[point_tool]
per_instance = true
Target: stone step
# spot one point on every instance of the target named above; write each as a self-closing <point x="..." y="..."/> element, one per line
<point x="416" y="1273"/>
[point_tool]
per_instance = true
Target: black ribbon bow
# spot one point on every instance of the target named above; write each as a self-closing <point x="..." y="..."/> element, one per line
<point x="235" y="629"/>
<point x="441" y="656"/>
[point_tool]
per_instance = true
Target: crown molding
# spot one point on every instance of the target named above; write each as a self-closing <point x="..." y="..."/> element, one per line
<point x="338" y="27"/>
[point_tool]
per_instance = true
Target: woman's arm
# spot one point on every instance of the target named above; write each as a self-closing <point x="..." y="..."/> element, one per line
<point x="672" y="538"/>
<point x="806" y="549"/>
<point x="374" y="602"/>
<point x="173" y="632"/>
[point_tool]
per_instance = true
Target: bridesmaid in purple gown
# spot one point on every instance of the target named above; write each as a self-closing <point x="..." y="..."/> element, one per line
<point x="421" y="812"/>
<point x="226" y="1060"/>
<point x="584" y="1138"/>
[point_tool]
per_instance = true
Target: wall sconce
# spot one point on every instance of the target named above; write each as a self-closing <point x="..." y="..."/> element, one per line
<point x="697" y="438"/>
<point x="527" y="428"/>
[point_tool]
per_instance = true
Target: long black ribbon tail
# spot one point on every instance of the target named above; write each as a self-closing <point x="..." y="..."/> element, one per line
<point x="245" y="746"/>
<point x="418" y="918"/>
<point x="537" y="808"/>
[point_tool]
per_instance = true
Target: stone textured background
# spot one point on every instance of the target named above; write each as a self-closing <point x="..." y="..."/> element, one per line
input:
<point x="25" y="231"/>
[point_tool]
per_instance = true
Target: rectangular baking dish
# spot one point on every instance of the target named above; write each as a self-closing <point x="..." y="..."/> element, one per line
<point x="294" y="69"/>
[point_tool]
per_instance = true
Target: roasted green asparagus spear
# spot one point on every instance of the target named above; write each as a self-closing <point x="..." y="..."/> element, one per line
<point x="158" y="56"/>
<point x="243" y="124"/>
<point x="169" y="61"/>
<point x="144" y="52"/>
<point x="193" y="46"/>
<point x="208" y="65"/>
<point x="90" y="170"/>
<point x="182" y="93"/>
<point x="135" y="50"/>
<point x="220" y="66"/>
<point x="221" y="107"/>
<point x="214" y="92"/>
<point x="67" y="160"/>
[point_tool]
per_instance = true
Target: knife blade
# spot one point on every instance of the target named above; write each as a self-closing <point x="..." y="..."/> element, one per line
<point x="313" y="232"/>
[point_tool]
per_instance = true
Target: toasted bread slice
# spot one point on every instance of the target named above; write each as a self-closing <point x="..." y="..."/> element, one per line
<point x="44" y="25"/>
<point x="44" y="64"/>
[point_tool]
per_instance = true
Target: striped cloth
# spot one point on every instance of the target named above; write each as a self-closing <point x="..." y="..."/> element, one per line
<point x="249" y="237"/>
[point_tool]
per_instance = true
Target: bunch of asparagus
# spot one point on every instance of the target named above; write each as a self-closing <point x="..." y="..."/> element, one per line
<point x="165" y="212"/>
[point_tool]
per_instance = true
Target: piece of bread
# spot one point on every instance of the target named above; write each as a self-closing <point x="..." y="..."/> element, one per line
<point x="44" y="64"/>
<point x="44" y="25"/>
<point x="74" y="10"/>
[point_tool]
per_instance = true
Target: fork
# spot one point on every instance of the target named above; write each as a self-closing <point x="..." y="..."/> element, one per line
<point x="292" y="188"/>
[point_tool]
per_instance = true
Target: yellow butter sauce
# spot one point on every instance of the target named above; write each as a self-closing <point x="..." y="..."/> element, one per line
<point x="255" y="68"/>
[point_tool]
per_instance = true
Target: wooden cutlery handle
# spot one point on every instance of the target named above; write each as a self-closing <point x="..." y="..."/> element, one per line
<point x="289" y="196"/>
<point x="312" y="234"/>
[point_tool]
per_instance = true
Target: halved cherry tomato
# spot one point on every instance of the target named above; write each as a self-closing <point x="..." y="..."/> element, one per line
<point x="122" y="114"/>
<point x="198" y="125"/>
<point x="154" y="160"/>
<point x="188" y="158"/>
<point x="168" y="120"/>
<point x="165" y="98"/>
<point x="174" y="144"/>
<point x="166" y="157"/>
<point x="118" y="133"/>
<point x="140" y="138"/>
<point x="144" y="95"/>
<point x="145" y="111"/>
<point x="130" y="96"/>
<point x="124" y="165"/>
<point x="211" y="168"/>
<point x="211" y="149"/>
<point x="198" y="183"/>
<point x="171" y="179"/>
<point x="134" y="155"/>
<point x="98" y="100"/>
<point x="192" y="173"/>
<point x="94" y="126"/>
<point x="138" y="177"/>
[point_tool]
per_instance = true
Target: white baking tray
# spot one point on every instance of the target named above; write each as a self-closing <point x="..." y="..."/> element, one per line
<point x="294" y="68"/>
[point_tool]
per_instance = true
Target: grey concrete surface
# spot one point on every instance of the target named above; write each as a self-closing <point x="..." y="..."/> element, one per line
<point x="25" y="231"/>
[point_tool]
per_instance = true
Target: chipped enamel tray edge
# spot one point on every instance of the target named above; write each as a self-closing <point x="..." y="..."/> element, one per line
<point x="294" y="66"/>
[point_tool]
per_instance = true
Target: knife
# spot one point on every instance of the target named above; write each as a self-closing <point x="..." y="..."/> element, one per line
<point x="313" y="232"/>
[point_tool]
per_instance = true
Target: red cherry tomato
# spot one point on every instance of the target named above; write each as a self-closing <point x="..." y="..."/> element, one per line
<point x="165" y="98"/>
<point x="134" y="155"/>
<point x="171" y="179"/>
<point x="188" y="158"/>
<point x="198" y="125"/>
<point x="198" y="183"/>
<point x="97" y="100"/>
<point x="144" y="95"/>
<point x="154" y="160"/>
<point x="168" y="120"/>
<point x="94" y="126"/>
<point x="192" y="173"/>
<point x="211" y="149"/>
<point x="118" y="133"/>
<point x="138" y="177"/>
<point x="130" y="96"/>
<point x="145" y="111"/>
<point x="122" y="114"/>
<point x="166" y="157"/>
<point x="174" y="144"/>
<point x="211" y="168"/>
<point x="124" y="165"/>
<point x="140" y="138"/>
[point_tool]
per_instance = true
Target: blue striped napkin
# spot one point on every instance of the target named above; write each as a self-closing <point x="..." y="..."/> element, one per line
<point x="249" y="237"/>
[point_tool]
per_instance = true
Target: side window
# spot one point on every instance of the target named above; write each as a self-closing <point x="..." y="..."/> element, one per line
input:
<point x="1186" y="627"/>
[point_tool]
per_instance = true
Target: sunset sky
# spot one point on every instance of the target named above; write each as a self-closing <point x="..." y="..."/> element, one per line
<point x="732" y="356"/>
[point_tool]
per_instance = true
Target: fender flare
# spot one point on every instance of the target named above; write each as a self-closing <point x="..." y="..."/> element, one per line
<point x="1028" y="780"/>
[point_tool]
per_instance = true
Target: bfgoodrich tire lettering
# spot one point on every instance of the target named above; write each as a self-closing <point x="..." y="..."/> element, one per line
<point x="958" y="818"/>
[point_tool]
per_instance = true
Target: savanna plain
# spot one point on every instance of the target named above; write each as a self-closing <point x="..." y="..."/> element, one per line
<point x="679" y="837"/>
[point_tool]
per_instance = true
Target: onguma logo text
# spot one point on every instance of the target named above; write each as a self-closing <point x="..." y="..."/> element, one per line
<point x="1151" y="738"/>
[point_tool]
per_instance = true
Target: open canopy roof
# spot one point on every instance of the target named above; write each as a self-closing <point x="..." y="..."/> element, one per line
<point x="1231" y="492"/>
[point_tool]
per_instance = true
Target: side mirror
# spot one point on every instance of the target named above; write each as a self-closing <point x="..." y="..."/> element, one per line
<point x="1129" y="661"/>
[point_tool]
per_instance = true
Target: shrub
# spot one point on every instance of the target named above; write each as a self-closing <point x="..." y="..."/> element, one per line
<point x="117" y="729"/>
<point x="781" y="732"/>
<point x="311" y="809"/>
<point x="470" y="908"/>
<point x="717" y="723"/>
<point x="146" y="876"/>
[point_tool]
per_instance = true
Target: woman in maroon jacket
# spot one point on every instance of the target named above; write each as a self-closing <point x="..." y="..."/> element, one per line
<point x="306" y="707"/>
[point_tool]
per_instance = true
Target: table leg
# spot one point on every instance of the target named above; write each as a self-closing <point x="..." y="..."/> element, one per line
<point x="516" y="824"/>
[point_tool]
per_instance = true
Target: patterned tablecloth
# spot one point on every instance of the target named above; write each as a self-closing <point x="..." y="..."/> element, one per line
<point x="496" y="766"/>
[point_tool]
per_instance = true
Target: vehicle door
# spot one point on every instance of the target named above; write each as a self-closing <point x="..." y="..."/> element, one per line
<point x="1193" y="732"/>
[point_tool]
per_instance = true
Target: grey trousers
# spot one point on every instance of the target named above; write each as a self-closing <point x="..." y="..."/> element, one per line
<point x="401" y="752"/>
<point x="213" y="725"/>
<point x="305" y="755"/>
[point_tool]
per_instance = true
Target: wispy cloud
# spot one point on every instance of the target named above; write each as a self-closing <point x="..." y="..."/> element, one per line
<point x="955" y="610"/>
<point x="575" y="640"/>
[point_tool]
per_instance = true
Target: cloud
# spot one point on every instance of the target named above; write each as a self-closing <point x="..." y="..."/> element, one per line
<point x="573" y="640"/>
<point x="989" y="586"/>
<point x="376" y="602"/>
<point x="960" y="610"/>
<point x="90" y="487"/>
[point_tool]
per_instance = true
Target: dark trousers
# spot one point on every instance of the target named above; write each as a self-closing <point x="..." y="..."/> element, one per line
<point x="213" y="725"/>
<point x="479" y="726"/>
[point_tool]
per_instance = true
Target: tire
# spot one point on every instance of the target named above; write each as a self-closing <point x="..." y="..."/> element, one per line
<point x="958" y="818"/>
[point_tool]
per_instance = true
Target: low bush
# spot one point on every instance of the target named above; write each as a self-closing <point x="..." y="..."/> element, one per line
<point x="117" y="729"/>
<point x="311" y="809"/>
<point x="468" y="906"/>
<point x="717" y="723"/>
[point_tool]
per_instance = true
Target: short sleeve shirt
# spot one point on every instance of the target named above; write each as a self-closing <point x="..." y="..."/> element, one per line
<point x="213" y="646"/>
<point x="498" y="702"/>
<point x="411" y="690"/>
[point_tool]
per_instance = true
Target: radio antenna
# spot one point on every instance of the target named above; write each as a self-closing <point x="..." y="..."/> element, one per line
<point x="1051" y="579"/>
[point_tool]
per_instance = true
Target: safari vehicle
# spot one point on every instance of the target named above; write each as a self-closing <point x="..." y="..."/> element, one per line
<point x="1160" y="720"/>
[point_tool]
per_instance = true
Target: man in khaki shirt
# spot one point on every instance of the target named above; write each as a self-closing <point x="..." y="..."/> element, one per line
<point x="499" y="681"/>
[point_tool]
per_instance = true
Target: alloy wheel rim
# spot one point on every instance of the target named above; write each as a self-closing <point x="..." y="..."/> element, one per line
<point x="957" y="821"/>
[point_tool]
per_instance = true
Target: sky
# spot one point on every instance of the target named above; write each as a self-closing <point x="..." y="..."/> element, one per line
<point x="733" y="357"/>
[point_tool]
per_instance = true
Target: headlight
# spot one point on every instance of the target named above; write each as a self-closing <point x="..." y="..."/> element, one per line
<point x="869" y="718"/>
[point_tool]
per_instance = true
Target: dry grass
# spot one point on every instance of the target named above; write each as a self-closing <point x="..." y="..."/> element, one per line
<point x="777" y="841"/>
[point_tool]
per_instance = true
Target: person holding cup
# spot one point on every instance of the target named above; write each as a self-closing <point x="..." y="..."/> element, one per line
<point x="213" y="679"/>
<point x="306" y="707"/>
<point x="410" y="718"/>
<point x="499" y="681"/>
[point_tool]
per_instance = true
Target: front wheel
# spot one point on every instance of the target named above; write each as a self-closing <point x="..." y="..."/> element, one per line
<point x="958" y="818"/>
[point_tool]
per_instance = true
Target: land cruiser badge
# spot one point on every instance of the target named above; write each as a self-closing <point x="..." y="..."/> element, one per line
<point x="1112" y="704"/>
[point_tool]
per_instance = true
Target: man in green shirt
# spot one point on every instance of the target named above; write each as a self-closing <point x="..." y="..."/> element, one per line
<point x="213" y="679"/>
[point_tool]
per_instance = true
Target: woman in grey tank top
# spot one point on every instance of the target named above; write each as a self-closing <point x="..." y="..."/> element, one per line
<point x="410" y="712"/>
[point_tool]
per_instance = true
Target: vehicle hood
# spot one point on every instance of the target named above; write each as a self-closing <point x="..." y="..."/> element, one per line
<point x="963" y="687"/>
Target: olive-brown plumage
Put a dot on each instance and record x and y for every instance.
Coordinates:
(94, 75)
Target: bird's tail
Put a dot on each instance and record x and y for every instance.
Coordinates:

****************************************

> **What you should do**:
Reproduce, exactly and with nothing added, the lines from the one that includes "Target: olive-brown plumage" through the last line of the material.

> **Response below**:
Target: olive-brown plumage
Put a dot on each instance and record x and y for every instance.
Coordinates:
(94, 75)
Target: bird's tail
Put a dot on each instance and record x and y for every instance.
Coordinates:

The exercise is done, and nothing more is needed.